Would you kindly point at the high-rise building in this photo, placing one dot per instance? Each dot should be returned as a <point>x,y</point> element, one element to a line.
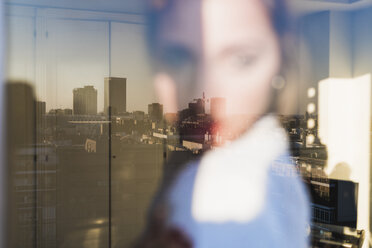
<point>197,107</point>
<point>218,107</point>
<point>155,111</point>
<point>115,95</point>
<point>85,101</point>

--

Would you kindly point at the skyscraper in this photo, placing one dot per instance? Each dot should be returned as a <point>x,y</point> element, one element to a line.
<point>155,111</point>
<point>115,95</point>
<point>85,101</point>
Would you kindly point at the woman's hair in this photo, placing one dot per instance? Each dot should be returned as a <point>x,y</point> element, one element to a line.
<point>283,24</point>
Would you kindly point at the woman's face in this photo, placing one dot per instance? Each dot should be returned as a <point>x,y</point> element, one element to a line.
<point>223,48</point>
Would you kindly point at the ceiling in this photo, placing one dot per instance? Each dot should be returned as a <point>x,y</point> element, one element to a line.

* * *

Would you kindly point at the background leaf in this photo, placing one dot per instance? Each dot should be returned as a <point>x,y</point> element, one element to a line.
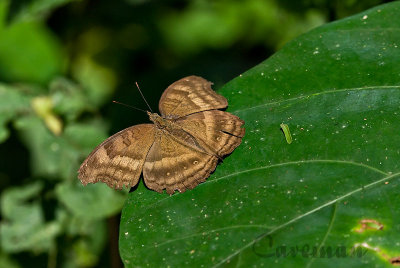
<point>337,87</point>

Problem details: Working from the records above, write out verbatim only the lines from the line containing "Would you kindly point at the woman's face" through the line containing "Would you kindly point at the ceiling".

Exercise result:
Would you kindly point at the woman's face in this photo, placing one dot per instance? Each dot should be returned as a <point>x,y</point> element, one element to a line.
<point>223,48</point>
Would you kindly point at the ceiling in this photo, placing one dot per instance? Each dot should be returned as a <point>x,y</point> element, one element to a line.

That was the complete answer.